▸ **WORK INSTRUCTIONS**: Extract each line of the listing below that contains the word "door".

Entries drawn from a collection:

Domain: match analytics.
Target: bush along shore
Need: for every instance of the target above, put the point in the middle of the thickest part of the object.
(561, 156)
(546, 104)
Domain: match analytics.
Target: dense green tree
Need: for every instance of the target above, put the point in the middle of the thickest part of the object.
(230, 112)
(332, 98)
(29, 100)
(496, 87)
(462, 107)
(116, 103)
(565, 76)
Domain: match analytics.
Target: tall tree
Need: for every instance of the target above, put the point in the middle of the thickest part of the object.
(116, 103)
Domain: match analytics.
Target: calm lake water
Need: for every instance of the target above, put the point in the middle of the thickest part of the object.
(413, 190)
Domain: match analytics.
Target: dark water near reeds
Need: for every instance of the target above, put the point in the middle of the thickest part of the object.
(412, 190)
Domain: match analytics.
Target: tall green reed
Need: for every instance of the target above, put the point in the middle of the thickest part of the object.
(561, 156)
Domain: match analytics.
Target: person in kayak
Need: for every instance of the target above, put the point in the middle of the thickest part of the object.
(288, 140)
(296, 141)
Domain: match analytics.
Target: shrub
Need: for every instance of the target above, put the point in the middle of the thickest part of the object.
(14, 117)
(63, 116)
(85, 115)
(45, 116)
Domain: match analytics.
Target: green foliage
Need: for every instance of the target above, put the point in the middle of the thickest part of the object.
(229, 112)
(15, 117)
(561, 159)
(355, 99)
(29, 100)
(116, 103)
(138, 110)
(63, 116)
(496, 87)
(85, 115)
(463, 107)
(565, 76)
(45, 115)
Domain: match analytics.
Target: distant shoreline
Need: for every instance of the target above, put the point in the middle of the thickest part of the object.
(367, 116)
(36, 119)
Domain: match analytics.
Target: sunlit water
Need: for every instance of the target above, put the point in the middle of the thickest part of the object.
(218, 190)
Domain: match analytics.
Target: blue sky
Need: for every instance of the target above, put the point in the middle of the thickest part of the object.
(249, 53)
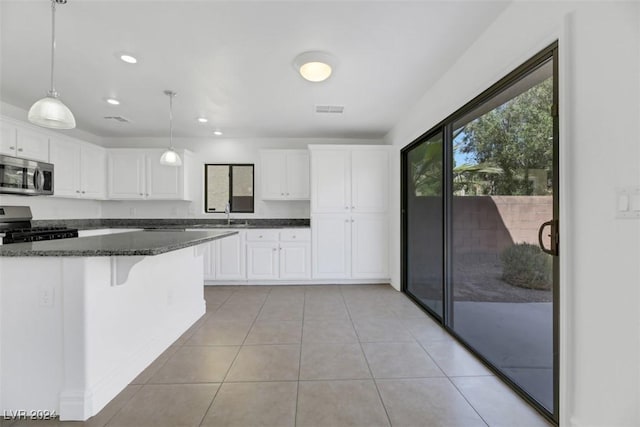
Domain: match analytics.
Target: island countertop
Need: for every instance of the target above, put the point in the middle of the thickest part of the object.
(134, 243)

...

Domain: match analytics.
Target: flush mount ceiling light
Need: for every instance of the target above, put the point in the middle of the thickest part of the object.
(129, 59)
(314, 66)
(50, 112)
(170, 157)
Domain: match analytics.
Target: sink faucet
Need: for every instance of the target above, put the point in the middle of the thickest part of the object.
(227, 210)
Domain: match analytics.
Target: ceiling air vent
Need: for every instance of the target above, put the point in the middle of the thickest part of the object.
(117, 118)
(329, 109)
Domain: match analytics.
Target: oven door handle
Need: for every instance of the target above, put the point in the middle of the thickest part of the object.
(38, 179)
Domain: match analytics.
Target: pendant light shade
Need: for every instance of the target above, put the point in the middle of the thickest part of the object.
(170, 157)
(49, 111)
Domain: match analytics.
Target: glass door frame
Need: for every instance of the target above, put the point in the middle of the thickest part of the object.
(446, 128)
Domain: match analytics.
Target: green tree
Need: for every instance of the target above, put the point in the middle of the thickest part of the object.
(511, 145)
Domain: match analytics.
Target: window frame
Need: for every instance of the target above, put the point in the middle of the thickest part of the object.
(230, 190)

▸ **SOLUTION TO THIS PROBLEM**:
Target: oven door handle
Target: glass door frame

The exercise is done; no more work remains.